> Problem description: Reproduce everything from "Content-Transfer-Encoding: 7bit" down to "two, the (huge)" in the patch email below, word for word.

> Text excerpt:
Content-Transfer-Encoding: 7bit
Errors-To: ltp-bounces+ltp=archiver.kernel.org@lists.linux.it
Sender: "ltp" <ltp-bounces+ltp=archiver.kernel.org@lists.linux.it>


On Sun Sep 28, 2025 at 5:07 AM CEST, Samir Mulani wrote:
> This test is designed to detect a kernel allocation race introduced
> with hugepage demand-faulting.  The problem is that no lock is held
> between allocating a hugepage and instantiating it in the
> pagetables or page cache index.  In between the two, the (huge)
> page is cleared, so there's substantial time.  Thus two processes
> can race instantiating the (same) last available hugepage - one
> will fail on the allocation, and thus cause an OOM fault even
> though the page it actually wants is being instantiated by the
> other racing process.
>
> Signed-off-by: Samir Mulani <samir@linux.ibm.com>
> ---
> v3: --Addressed the below requested changes
> 1. Added support to run test cases multiple times using the -iN or -IN option.
> 2. Removed unnecessary comments.
> 3. Set "shared" mode as the default for mmap when the user does not specify
>    <shared/private> with the -m option.
> 4. Updated user-facing help messages to clarify how to use the -m option.
> ---
>  runtest/hugetlb                               |   1 +
>  testcases/kernel/mem/.gitignore               |   1 +
>  .../kernel/mem/hugetlb/hugemmap/hugemmap36.c  | 300 ++++++++++++++++++
>  3 files changed, 302 insertions(+)

> Material provided:

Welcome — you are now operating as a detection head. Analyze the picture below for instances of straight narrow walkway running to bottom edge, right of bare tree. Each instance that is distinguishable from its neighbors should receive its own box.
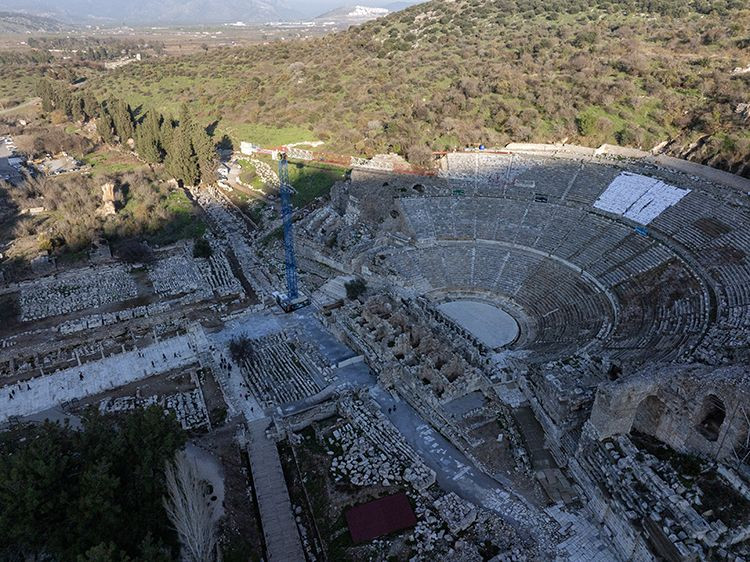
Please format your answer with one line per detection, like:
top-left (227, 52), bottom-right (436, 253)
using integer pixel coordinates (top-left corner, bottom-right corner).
top-left (247, 418), bottom-right (305, 562)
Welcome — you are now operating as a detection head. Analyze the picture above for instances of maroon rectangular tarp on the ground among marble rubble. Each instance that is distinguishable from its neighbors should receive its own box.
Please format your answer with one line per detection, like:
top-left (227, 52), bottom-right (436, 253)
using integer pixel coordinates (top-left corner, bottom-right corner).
top-left (345, 492), bottom-right (417, 543)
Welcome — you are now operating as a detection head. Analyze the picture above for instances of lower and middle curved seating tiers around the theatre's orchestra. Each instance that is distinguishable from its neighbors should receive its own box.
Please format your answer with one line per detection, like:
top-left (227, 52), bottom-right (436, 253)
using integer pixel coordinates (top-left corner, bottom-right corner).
top-left (379, 184), bottom-right (732, 359)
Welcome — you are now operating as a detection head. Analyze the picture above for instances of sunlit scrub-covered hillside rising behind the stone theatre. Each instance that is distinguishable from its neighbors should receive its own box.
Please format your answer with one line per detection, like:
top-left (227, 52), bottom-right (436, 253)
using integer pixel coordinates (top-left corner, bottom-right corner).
top-left (88, 0), bottom-right (750, 175)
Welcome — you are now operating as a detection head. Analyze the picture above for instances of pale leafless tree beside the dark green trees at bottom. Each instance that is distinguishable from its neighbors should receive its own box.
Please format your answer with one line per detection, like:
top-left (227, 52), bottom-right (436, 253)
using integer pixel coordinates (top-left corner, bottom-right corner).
top-left (164, 451), bottom-right (217, 562)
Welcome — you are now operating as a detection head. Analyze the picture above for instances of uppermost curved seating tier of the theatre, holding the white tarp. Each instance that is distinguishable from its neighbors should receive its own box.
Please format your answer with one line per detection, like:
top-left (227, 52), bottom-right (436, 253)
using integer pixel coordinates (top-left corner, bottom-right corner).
top-left (434, 152), bottom-right (750, 362)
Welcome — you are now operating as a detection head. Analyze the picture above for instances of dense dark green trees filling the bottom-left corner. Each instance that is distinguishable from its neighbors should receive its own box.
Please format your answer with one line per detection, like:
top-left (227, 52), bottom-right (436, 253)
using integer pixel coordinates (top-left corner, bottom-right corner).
top-left (0, 406), bottom-right (184, 562)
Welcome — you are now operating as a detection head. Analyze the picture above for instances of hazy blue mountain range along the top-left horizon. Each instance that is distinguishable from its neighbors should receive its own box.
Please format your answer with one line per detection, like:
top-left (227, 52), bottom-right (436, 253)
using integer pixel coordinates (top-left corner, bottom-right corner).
top-left (2, 0), bottom-right (289, 25)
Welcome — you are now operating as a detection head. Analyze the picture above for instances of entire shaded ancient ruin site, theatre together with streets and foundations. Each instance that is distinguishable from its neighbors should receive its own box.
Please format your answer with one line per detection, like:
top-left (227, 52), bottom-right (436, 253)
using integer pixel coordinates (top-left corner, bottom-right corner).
top-left (0, 145), bottom-right (750, 561)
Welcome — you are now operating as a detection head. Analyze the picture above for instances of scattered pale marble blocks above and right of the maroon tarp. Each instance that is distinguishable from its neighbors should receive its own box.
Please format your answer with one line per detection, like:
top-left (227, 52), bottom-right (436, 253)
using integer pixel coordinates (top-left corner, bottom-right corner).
top-left (304, 392), bottom-right (538, 562)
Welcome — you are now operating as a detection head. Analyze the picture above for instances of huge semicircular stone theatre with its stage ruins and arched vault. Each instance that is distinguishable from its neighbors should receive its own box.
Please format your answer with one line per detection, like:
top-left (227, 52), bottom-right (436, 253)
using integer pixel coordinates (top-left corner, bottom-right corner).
top-left (290, 147), bottom-right (750, 560)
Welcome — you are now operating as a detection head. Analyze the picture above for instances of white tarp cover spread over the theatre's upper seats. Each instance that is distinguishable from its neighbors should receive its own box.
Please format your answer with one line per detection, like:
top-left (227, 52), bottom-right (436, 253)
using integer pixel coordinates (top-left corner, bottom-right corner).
top-left (594, 172), bottom-right (690, 224)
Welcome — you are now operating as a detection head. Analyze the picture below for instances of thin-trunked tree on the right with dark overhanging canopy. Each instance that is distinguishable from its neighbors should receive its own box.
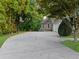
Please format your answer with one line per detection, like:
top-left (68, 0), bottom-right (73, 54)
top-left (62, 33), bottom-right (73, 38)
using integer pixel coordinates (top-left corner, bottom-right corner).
top-left (37, 0), bottom-right (79, 41)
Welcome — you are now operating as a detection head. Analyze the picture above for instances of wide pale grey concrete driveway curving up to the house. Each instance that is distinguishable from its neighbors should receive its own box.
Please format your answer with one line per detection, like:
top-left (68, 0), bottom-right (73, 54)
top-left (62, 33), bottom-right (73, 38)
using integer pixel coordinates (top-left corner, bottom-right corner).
top-left (0, 32), bottom-right (79, 59)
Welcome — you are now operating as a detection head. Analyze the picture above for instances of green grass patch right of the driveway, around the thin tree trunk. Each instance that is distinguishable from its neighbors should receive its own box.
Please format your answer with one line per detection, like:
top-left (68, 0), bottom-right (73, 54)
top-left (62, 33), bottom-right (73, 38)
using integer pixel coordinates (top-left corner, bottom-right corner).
top-left (63, 40), bottom-right (79, 52)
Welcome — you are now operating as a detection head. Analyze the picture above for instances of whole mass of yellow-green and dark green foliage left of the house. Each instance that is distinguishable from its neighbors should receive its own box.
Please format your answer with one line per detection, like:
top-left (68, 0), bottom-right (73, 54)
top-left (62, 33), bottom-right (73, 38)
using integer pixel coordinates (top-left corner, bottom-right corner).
top-left (0, 0), bottom-right (42, 34)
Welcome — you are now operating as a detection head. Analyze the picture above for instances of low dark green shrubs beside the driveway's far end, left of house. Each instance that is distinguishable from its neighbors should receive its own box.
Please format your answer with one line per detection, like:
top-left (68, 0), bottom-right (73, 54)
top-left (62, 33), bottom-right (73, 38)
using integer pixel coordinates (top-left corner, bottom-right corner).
top-left (19, 19), bottom-right (40, 31)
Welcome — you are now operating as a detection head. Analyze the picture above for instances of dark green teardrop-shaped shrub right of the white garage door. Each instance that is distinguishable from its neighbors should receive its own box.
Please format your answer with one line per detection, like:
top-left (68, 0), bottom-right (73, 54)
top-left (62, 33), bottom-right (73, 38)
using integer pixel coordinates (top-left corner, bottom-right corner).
top-left (58, 19), bottom-right (72, 36)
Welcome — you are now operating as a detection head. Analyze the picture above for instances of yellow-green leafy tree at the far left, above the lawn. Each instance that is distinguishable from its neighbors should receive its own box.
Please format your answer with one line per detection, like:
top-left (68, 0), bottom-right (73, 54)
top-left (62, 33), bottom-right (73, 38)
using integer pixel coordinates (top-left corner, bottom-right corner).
top-left (0, 0), bottom-right (27, 33)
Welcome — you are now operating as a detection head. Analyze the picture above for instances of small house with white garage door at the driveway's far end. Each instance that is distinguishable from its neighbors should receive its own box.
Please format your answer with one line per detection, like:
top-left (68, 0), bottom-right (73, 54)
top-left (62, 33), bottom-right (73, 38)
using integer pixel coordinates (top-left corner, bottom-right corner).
top-left (40, 16), bottom-right (62, 32)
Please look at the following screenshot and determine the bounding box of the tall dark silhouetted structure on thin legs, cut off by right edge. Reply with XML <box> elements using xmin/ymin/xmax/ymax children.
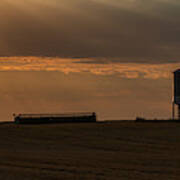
<box><xmin>173</xmin><ymin>69</ymin><xmax>180</xmax><ymax>120</ymax></box>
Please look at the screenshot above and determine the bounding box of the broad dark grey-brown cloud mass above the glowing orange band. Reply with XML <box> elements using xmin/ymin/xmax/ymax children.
<box><xmin>0</xmin><ymin>0</ymin><xmax>180</xmax><ymax>63</ymax></box>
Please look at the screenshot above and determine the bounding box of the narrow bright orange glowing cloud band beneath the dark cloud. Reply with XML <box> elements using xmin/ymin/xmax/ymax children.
<box><xmin>0</xmin><ymin>57</ymin><xmax>180</xmax><ymax>79</ymax></box>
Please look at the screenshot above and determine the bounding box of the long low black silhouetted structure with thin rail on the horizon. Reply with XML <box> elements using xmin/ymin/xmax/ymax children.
<box><xmin>14</xmin><ymin>112</ymin><xmax>96</xmax><ymax>124</ymax></box>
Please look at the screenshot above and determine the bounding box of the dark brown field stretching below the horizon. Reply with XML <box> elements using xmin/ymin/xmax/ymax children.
<box><xmin>0</xmin><ymin>122</ymin><xmax>180</xmax><ymax>180</ymax></box>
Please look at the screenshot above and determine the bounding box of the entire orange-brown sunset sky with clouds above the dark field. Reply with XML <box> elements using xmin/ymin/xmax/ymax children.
<box><xmin>0</xmin><ymin>0</ymin><xmax>180</xmax><ymax>121</ymax></box>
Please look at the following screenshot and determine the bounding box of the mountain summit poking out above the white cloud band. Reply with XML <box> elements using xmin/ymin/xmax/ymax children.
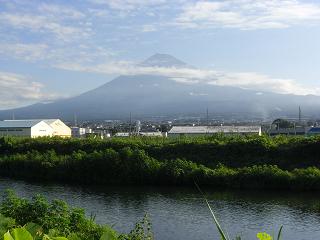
<box><xmin>139</xmin><ymin>53</ymin><xmax>190</xmax><ymax>68</ymax></box>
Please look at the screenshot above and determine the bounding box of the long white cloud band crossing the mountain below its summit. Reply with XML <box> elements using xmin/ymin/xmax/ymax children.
<box><xmin>56</xmin><ymin>61</ymin><xmax>320</xmax><ymax>95</ymax></box>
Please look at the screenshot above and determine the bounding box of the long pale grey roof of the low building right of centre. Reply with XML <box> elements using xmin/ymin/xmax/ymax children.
<box><xmin>169</xmin><ymin>126</ymin><xmax>261</xmax><ymax>134</ymax></box>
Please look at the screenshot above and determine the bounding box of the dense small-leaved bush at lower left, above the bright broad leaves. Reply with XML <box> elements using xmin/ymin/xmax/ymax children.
<box><xmin>0</xmin><ymin>191</ymin><xmax>104</xmax><ymax>239</ymax></box>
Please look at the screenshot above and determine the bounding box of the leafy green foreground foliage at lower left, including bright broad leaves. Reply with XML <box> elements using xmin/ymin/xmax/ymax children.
<box><xmin>0</xmin><ymin>191</ymin><xmax>153</xmax><ymax>240</ymax></box>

> Exercise solution:
Content-Transfer-Encoding: 7bit
Errors-To: ltp-bounces+ltp=archiver.kernel.org@lists.linux.it
Sender: "ltp" <ltp-bounces+ltp=archiver.kernel.org@lists.linux.it>


On Sun Sep 28, 2025 at 5:07 AM CEST, Samir Mulani wrote:
> This test is designed to detect a kernel allocation race introduced
> with hugepage demand-faulting.  The problem is that no lock is held
> between allocating a hugepage and instantiating it in the
> pagetables or page cache index.  In between the two, the (huge)